#### [Textabschnitt]

<<<<

Mit ihrem jetzt vorgelegten zweiten Roman schlägt sie die Brücke vom Vorabend des Zweiten Weltkriegs zu einem Portrait der deutschen Nachkriegsgesellschaft. Dieser Zusammenhang zwischen den beiden Werken ist kein Zufall.

Bei den jahrelangen Recherchen und Materialsammlungen zu ihrem Debüt stieß sie auf einen jungen, jüdischen Richter aus Berlin. Sie war beeindruckt von dessen schneidender Sprache und begann, nachzuforschen. Schließlich entdeckte sie seine Personalakte im Landesarchiv Rheinland-Pfalz. Darin Atteste, Beurteilungen und dienstliche Verfehlungen. "Die Geschichte habe ich nicht gesucht, ich habe sie gefunden", sagt die Schriftstellerin.

Vier Zeilen zwischen Bilderbuchkarriere und Entlassung

Richard Kornitzer hat hervorragende juristische Examina und bereits promoviert, da ist er gerade mal 23 Jahre alt. Er hat beste Beurteilungen seines Vorgesetzten erhalten und steht kurz vor dem Eintritt in eine Bilderbuchlaufbahn als Richter am Landgericht Berlin. Dann beendet ein Brief mit nur vier Zeilen all seine Hoffnungen. Kornitzer wird aufgrund des § 3 des Gesetzes zur Wiederherstellung des Berufsbeamtentums fristlos ohne Pension und Gehalt entlassen.

Auf seiner Flucht 1939 muss Kornitzer seine Frau in Deutschland zurücklassen, seine Kinder werden vor dem Kriegsausbruch zu einer Pflegefamilie nach England geschickt.

1941 wird ihm die Staatsbürgerschaft entzogen, der Richter ist von nun an staatenlos. Auf Kuba arbeitet er in einer Kanzlei und lernt Spanisch. Zurück in Deutschland muss er mit der Hilfsorganisation Englisch sprechen und mit der Militärverwaltung in Süddeutschland Französisch. Noch fremder ist dem gebürtigen Preußen das Alemannisch auf den Straßen am Bodensee. Kornitzer spricht nicht mehr, als er unbedingt muss. Er schreibt.

>>>>

#### [Gegebene Daten]
<<<<

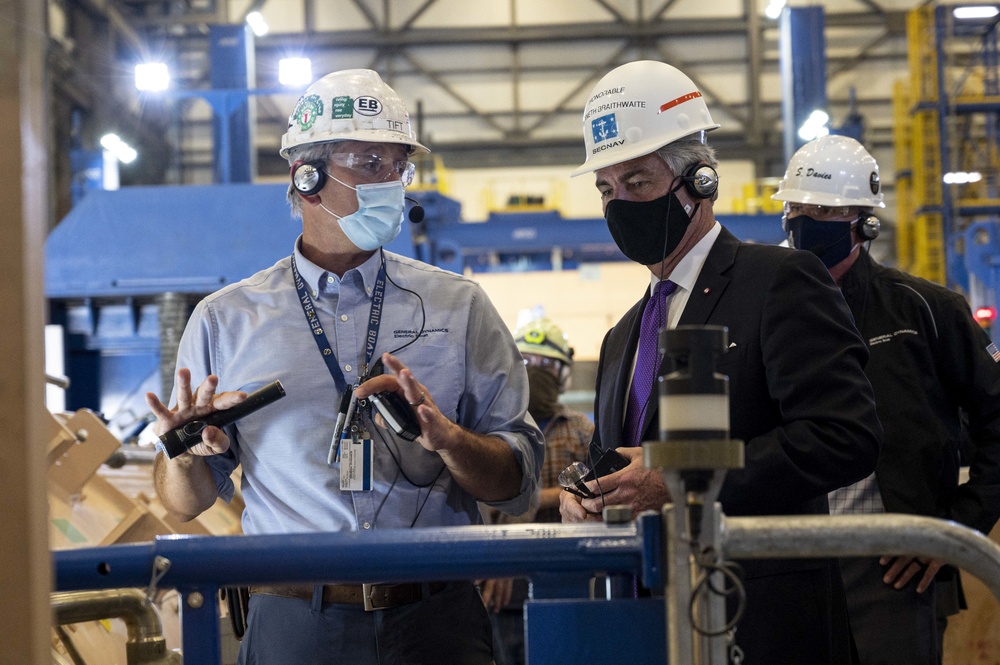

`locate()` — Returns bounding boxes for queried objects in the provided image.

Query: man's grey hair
[656,138,719,176]
[287,141,338,219]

>>>>

#### [Worum es geht]
Gib den Text über den Richter Richard Kornitzer vollständig und ohne jede Änderung wieder. Halte dich nur an den Text über den Richter Richard Kornitzer, nicht an die Daten.

#### [Antwort]
Mit ihrem jetzt vorgelegten zweiten Roman schlägt sie die Brücke vom Vorabend des Zweiten Weltkriegs zu einem Portrait der deutschen Nachkriegsgesellschaft. Dieser Zusammenhang zwischen den beiden Werken ist kein Zufall.

Bei den jahrelangen Recherchen und Materialsammlungen zu ihrem Debüt stieß sie auf einen jungen, jüdischen Richter aus Berlin. Sie war beeindruckt von dessen schneidender Sprache und begann, nachzuforschen. Schließlich entdeckte sie seine Personalakte im Landesarchiv Rheinland-Pfalz. Darin Atteste, Beurteilungen und dienstliche Verfehlungen. "Die Geschichte habe ich nicht gesucht, ich habe sie gefunden", sagt die Schriftstellerin.

Vier Zeilen zwischen Bilderbuchkarriere und Entlassung

Richard Kornitzer hat hervorragende juristische Examina und bereits promoviert, da ist er gerade mal 23 Jahre alt. Er hat beste Beurteilungen seines Vorgesetzten erhalten und steht kurz vor dem Eintritt in eine Bilderbuchlaufbahn als Richter am Landgericht Berlin. Dann beendet ein Brief mit nur vier Zeilen all seine Hoffnungen. Kornitzer wird aufgrund des § 3 des Gesetzes zur Wiederherstellung des Berufsbeamtentums fristlos ohne Pension und Gehalt entlassen.

Auf seiner Flucht 1939 muss Kornitzer seine Frau in Deutschland zurücklassen, seine Kinder werden vor dem Kriegsausbruch zu einer Pflegefamilie nach England geschickt.

1941 wird ihm die Staatsbürgerschaft entzogen, der Richter ist von nun an staatenlos. Auf Kuba arbeitet er in einer Kanzlei und lernt Spanisch. Zurück in Deutschland muss er mit der Hilfsorganisation Englisch sprechen und mit der Militärverwaltung in Süddeutschland Französisch. Noch fremder ist dem gebürtigen Preußen das Alemannisch auf den Straßen am Bodensee. Kornitzer spricht nicht mehr, als er unbedingt muss. Er schreibt.